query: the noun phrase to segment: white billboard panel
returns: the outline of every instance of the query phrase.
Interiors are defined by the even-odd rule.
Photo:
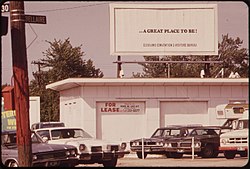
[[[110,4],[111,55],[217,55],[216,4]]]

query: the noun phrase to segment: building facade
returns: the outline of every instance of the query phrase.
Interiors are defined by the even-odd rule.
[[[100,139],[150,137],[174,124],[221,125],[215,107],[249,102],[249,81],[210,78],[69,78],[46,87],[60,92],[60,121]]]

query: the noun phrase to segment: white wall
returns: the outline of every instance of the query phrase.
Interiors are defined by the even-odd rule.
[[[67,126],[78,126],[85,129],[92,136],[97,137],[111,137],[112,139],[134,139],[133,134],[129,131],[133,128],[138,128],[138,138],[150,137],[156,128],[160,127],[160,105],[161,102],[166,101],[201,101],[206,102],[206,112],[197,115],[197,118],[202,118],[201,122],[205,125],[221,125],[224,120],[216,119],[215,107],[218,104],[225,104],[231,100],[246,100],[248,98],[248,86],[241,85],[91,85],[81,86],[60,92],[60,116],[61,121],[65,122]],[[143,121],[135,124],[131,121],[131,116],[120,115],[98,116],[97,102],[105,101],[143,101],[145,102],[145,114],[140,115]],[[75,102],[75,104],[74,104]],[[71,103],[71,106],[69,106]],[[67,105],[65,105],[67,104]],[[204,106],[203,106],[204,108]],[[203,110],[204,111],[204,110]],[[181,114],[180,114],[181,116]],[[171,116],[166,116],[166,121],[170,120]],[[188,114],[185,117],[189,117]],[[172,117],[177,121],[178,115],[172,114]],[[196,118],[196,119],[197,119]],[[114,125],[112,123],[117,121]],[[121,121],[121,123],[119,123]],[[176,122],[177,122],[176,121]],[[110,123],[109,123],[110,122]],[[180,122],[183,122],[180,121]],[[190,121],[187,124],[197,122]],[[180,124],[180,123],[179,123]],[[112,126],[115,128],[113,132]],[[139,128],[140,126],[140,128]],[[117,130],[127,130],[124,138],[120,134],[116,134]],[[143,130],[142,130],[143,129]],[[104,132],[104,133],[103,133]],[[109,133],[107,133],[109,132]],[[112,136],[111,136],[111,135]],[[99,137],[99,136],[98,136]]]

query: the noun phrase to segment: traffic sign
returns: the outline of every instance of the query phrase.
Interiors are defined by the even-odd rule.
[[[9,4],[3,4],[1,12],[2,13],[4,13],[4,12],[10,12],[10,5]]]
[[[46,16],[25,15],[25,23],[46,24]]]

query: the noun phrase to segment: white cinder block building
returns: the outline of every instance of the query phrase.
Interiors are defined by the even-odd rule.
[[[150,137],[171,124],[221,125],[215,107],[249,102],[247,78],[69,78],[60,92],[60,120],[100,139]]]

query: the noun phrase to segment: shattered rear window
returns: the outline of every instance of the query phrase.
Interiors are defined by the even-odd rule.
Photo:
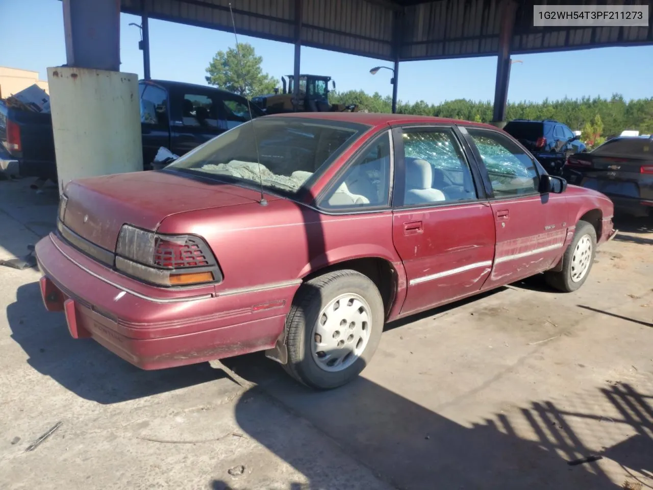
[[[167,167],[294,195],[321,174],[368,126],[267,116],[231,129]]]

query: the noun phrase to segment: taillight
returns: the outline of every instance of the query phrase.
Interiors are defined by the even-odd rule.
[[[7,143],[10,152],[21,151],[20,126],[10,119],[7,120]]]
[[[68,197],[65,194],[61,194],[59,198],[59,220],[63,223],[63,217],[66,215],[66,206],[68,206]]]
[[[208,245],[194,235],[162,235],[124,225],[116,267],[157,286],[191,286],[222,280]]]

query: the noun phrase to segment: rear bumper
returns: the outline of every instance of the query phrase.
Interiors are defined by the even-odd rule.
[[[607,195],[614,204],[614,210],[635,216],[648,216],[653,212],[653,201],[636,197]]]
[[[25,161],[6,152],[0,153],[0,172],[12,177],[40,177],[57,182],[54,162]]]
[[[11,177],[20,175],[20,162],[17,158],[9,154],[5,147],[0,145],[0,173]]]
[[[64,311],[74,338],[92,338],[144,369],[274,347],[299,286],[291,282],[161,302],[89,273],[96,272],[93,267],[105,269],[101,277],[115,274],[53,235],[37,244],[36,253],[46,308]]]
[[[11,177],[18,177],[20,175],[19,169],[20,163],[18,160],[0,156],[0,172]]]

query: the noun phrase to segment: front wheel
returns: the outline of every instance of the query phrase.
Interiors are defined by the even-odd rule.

====================

● **Task to carry out**
Put each line of the material above into a JSON list of strings, one string per line. Skip blank lines and leave the pictures out.

● **The solution**
[
  "query: the noun phrase to segment: white billboard panel",
  "returns: the outline of every instance of the query phrase.",
  "Interiors are defined by the even-odd rule.",
  "Photo:",
  "[[[110,4],[111,55],[217,55],[216,4]]]",
  "query: the noun phrase to segment: building facade",
  "returns: the outline of every instance of the query phrase.",
  "Interiors are defined by the even-odd rule.",
  "[[[100,139],[150,137],[174,124],[221,125],[215,107],[249,102],[249,81],[210,78],[69,78],[46,87],[60,92],[60,121]]]",
  "query: the noun phrase to segment: white wall",
  "returns: the outline of every instance of the query phrase.",
  "Interiors are defined by the even-odd rule.",
  "[[[67,126],[78,126],[85,129],[92,136],[97,137],[111,137],[112,139],[134,139],[133,134],[129,131],[133,128],[138,128],[138,138],[150,137],[156,128],[160,127],[160,105],[161,102],[166,101],[201,101],[206,102],[206,112],[197,115],[197,118],[202,118],[201,122],[205,125],[221,125],[224,120],[216,119],[215,107],[218,104],[225,104],[231,100],[246,100],[248,98],[248,86],[241,85],[91,85],[81,86],[60,92],[60,116],[61,121],[65,122]],[[143,121],[135,124],[131,121],[131,116],[120,115],[98,116],[97,102],[105,101],[143,101],[145,102],[145,114],[140,115]],[[75,102],[75,104],[74,104]],[[71,103],[71,106],[69,106]],[[67,105],[65,105],[67,104]],[[204,106],[203,106],[204,108]],[[203,110],[204,111],[204,110]],[[181,114],[180,114],[181,116]],[[171,116],[166,116],[166,121],[170,120]],[[188,114],[185,117],[189,117]],[[172,117],[177,121],[178,115],[172,114]],[[196,118],[196,119],[197,119]],[[114,125],[112,123],[117,121]],[[121,121],[121,123],[119,123]],[[176,122],[177,122],[176,121]],[[110,123],[109,123],[110,122]],[[180,122],[183,122],[180,121]],[[190,121],[187,124],[197,122]],[[180,124],[180,123],[179,123]],[[112,126],[115,128],[113,132]],[[139,128],[140,126],[140,128]],[[117,130],[127,130],[124,138],[120,134],[116,134]],[[143,130],[142,130],[143,129]],[[104,132],[104,133],[103,133]],[[109,133],[107,133],[109,132]],[[112,136],[111,136],[111,135]],[[99,137],[99,136],[98,136]]]",
  "query: the noun phrase to segment: traffic sign",
  "returns: the outline of every instance of the query phrase.",
  "Interiors are defined by the even-odd rule.",
  "[[[9,4],[3,4],[1,12],[2,13],[4,13],[4,12],[10,12],[10,5]]]",
  "[[[46,16],[25,15],[25,23],[46,24]]]",
  "query: the noun phrase to segment: white cinder block building",
  "returns: the outline of every instance of the query phrase.",
  "Interiors are defined by the even-odd rule.",
  "[[[150,137],[171,124],[221,125],[215,107],[249,102],[247,78],[69,78],[60,92],[60,120],[100,139]]]",
  "query: the noun phrase to segment: shattered rear window",
  "returns: the outline of every instance of the query phrase.",
  "Interiors are defined by the even-odd rule.",
  "Photo:",
  "[[[167,167],[294,195],[321,174],[368,126],[267,116],[231,129]]]",
  "query: the noun phrase to segment: taillight",
  "returns: the outline of every instance of the query phrase.",
  "Interiors are defined by the even-odd rule.",
  "[[[7,143],[10,152],[21,151],[20,126],[10,119],[7,120]]]",
  "[[[68,197],[65,194],[61,194],[59,198],[59,220],[63,223],[63,217],[66,215],[66,206],[68,206]]]",
  "[[[208,245],[194,235],[162,235],[124,225],[116,267],[157,286],[191,286],[222,280]]]",
  "query: the noun phrase to segment: rear bumper",
  "returns: the outline of every instance of the query phrase.",
  "Interiors are defined by the even-odd rule.",
  "[[[607,195],[614,204],[614,210],[635,216],[648,216],[653,212],[653,201],[636,197]]]",
  "[[[25,161],[6,152],[0,153],[0,172],[12,177],[40,177],[57,182],[54,162]]]",
  "[[[11,177],[20,175],[20,162],[17,158],[9,154],[5,147],[0,145],[0,173]]]",
  "[[[64,311],[74,338],[92,338],[144,369],[274,347],[299,286],[291,282],[161,302],[89,273],[96,272],[93,267],[105,269],[101,277],[115,274],[53,235],[37,244],[36,253],[46,308]]]",
  "[[[11,177],[18,177],[20,175],[19,169],[20,163],[18,160],[0,156],[0,172]]]",
  "query: the noun phrase to segment: front wheel",
  "returns: the outline of every instance of the query phrase.",
  "Interiors are defined by the even-odd rule."
]